Coordinate labeling data
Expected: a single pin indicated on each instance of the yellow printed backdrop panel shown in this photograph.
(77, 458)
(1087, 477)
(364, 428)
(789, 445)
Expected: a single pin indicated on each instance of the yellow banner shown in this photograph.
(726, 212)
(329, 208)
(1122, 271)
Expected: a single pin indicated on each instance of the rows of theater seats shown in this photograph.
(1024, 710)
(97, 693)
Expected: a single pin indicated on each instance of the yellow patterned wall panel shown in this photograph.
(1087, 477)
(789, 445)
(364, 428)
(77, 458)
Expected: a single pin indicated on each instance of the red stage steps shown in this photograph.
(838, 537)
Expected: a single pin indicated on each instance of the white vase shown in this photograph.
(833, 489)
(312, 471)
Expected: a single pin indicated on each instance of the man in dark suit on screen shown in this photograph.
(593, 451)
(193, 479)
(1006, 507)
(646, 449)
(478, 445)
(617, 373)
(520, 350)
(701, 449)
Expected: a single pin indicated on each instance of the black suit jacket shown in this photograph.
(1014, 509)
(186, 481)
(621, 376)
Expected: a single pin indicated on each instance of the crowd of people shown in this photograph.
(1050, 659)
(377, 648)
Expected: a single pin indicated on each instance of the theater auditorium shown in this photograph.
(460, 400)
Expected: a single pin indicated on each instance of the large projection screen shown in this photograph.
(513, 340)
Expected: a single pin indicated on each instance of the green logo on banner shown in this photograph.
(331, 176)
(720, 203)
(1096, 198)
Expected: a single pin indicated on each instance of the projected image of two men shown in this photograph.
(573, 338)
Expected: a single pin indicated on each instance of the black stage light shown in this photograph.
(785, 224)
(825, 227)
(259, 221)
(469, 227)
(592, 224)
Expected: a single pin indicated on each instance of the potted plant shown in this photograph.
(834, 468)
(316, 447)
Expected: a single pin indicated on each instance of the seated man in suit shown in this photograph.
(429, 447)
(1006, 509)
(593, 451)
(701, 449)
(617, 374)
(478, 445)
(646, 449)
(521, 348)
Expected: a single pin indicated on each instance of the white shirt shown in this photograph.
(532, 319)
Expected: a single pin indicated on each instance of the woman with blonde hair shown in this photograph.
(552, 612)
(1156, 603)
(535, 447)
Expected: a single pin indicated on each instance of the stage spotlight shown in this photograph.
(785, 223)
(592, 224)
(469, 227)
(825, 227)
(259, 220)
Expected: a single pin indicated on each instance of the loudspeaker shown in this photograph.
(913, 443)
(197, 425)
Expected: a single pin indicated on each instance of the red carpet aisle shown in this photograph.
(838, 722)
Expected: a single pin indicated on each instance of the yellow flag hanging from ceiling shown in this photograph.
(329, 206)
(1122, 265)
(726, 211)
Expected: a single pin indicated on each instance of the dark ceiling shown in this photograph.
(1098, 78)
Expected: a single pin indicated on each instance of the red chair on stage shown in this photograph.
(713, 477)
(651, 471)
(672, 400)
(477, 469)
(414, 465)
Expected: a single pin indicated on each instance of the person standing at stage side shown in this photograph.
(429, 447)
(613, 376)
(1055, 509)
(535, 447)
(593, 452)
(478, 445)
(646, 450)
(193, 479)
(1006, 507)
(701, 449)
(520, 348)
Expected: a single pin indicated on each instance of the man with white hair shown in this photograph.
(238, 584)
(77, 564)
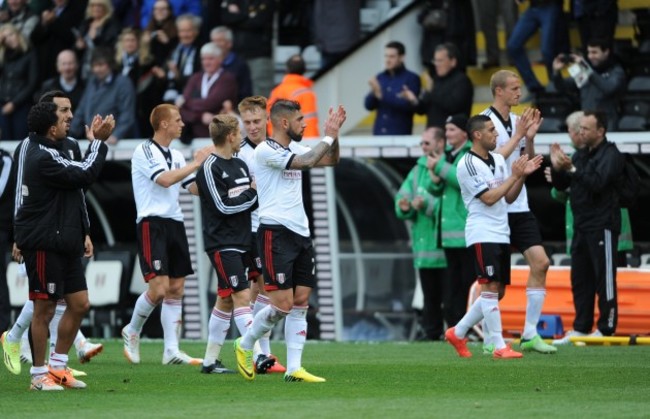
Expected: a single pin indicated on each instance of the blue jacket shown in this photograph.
(394, 114)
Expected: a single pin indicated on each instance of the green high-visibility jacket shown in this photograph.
(423, 222)
(453, 213)
(625, 241)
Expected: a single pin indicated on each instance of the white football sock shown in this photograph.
(22, 322)
(264, 321)
(217, 331)
(472, 317)
(171, 319)
(295, 335)
(534, 303)
(141, 312)
(492, 315)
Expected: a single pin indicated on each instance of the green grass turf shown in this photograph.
(364, 380)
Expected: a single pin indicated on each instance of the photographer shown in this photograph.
(597, 81)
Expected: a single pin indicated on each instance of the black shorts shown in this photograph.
(524, 230)
(252, 259)
(231, 271)
(288, 258)
(491, 262)
(163, 249)
(53, 275)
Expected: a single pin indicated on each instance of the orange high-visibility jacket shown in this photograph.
(298, 88)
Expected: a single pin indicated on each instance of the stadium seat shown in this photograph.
(103, 279)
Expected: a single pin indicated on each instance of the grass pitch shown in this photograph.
(364, 380)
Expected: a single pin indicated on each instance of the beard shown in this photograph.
(295, 136)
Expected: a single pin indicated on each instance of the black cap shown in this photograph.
(459, 120)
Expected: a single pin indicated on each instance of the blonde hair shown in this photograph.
(108, 6)
(500, 79)
(23, 45)
(160, 113)
(144, 53)
(251, 102)
(221, 127)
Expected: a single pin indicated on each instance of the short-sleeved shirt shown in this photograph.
(149, 161)
(485, 223)
(280, 188)
(505, 129)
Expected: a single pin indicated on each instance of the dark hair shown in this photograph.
(476, 123)
(283, 108)
(401, 49)
(600, 42)
(103, 55)
(50, 95)
(41, 117)
(452, 50)
(601, 118)
(296, 65)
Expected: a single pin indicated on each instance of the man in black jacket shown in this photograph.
(449, 92)
(49, 230)
(593, 173)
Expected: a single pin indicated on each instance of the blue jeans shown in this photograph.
(538, 17)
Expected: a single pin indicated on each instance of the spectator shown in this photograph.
(99, 29)
(184, 59)
(625, 242)
(178, 7)
(452, 216)
(68, 79)
(593, 174)
(448, 91)
(18, 13)
(161, 34)
(345, 16)
(206, 93)
(221, 36)
(295, 86)
(454, 23)
(604, 84)
(54, 33)
(414, 203)
(106, 93)
(18, 81)
(252, 25)
(389, 94)
(134, 61)
(488, 11)
(543, 15)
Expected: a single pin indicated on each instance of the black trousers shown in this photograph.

- Task prompt: Return the listing above in full and without alteration, excluding its pictures.

- Full output:
Expected: a single pin indicated on each instance of the yellow printed backdrop panel shown in this photograph.
(77, 458)
(1087, 477)
(364, 428)
(789, 445)
Expected: a single pin indicated on each instance of the yellow banner shown in this photograph.
(726, 212)
(329, 208)
(1122, 271)
Expected: a single pin indicated on each instance of the rows of theater seats shown in this photograph.
(1024, 710)
(97, 693)
Expected: a single pin indicated on each instance of the yellow patterned wall panel shown in this photograph.
(1087, 477)
(789, 445)
(364, 428)
(77, 458)
Expected: a single pin indicated on each instance of the red stage steps shown in this photograph.
(838, 537)
Expected: a single pin indicated on each instance of the white vase shown in this photograph.
(833, 489)
(312, 471)
Expected: a single pin indicated on each instance of the man in dark suit on screen shown in this photograph.
(593, 451)
(193, 479)
(1006, 507)
(646, 449)
(478, 445)
(617, 373)
(520, 350)
(701, 449)
Expected: a single pin indicated on each instance of the black suit jacket shown in this photograph.
(1014, 509)
(186, 481)
(621, 376)
Expected: a single pin indicated on each instance of the crowd of people shown in this photograph.
(1050, 659)
(377, 648)
Expected: a single pin indicated on each instance of the theater auditorium shown in this photograph.
(460, 400)
Expected: a single pin indicated on each instance of the large projection screen shown in this photograph.
(513, 340)
Expected: a single pin indicated on each instance of the green logo on banner shown in this photograph.
(331, 176)
(720, 203)
(1096, 198)
Expected: a single pin indicated on each instance of the projected image of two men shown in this photograph.
(573, 338)
Expected: a single pin indicated on each instance of the black stage light shown in this photograph.
(785, 224)
(825, 227)
(259, 221)
(469, 227)
(592, 224)
Expected: a single pin indicated on each instance of the potted plant shown in this photograph.
(834, 468)
(316, 447)
Expected: a single pin indicated on each instance of the seated man in suit shown in this photograph.
(429, 447)
(1006, 509)
(593, 451)
(701, 449)
(617, 374)
(478, 445)
(646, 449)
(521, 348)
Expected: a single pin indicated on each instance of the white shirt shown in this photograph.
(532, 319)
Expected: a single pin indicated on each instance of the woman with blonde hair shown in this photograph.
(552, 612)
(1156, 603)
(535, 447)
Expected: a single pin indicated on each instance of the stage spotlight shown in this photograph.
(785, 223)
(592, 224)
(469, 227)
(825, 227)
(259, 220)
Expected: a single pin indicated on each instance of the loudspeaker shown in this photograph.
(913, 443)
(197, 425)
Expected: a single pin indicated on each instance of the red carpet aisle shown in this photograph.
(838, 722)
Expected: a single pin indicated on each instance of the yellow flag hanging from ceiling shown in this photograph.
(329, 206)
(1122, 265)
(726, 211)
Expected: a single pin indicated on each instance of the dark ceiling shown in this photograph.
(1098, 78)
Expected: a single pin indicated on each instance of the red chair on stage shown in this photograph.
(713, 477)
(651, 471)
(672, 400)
(477, 469)
(414, 465)
Expected: a single pin indicated on each instance of the person standing at stage side shown in this photograph.
(429, 447)
(613, 376)
(1055, 509)
(535, 447)
(593, 452)
(478, 445)
(646, 450)
(193, 479)
(1006, 507)
(701, 449)
(520, 348)
Expected: a single pin indicated on each instance of the man with white hair shown in this photograph.
(238, 584)
(77, 564)
Expected: a single pin indicated on each instance of the blue jacket shown in this photograph.
(394, 114)
Expected: a single pin indicated on each instance of the green high-visibility jacket shown in this photograph.
(423, 222)
(453, 213)
(625, 241)
Expected: a single pin indicated on each instance of the white football sock shown in this photograph.
(22, 322)
(264, 321)
(217, 331)
(472, 317)
(171, 319)
(295, 335)
(534, 303)
(141, 312)
(492, 315)
Expected: a single pin indicated on each instance of the green grass turf shown in this photograph.
(364, 380)
Expected: a single pin indicated on each instance of the photographer shown in this photograph.
(597, 81)
Expected: a single pin indicated on each instance of the black shorts shown in this photograph.
(524, 230)
(252, 259)
(231, 271)
(288, 258)
(491, 262)
(163, 249)
(53, 275)
Expected: a single pin indicated on each instance of the orange high-visibility jacket shown in this photograph.
(298, 88)
Expected: a single pin indicated on each instance of the stadium seat shown in this photograph.
(103, 279)
Expected: a single pin indicated on each instance of the grass pitch shown in this photograph.
(364, 380)
Expected: a single pin indicated on each instance of the beard shown in this photograph.
(295, 136)
Expected: a single pin indicated on each instance of the black cap shown in this photograph.
(459, 120)
Expected: a single pin indicated on each instance of the blonde hair shown in this photograph.
(108, 6)
(500, 79)
(23, 45)
(160, 113)
(144, 53)
(251, 102)
(221, 127)
Expected: a single pin indicated on each instance of the short-sleeved shirt shown in this photograph.
(149, 161)
(485, 223)
(280, 188)
(505, 129)
Expected: a single pin indicated on each instance of the dark hair shown in this photograph.
(476, 123)
(283, 108)
(401, 49)
(600, 42)
(103, 55)
(50, 95)
(41, 117)
(452, 50)
(601, 118)
(296, 65)
Expected: a single pin indicated on each instance of the man in black jacket shown in this photograph.
(449, 92)
(49, 230)
(593, 173)
Expected: a single pin indicated on each instance of the blue jeans shown in this photograph.
(538, 17)
Expected: a single pin indicated on each instance of the spectator shown in this photograph.
(99, 29)
(184, 59)
(625, 242)
(178, 7)
(452, 216)
(68, 79)
(593, 174)
(448, 91)
(18, 13)
(161, 34)
(345, 16)
(206, 93)
(221, 36)
(295, 86)
(454, 23)
(604, 84)
(54, 33)
(414, 203)
(106, 93)
(18, 81)
(252, 25)
(389, 94)
(134, 61)
(488, 11)
(543, 15)
Expected: a single pin indicated on each instance of the black trousers shown in this photograph.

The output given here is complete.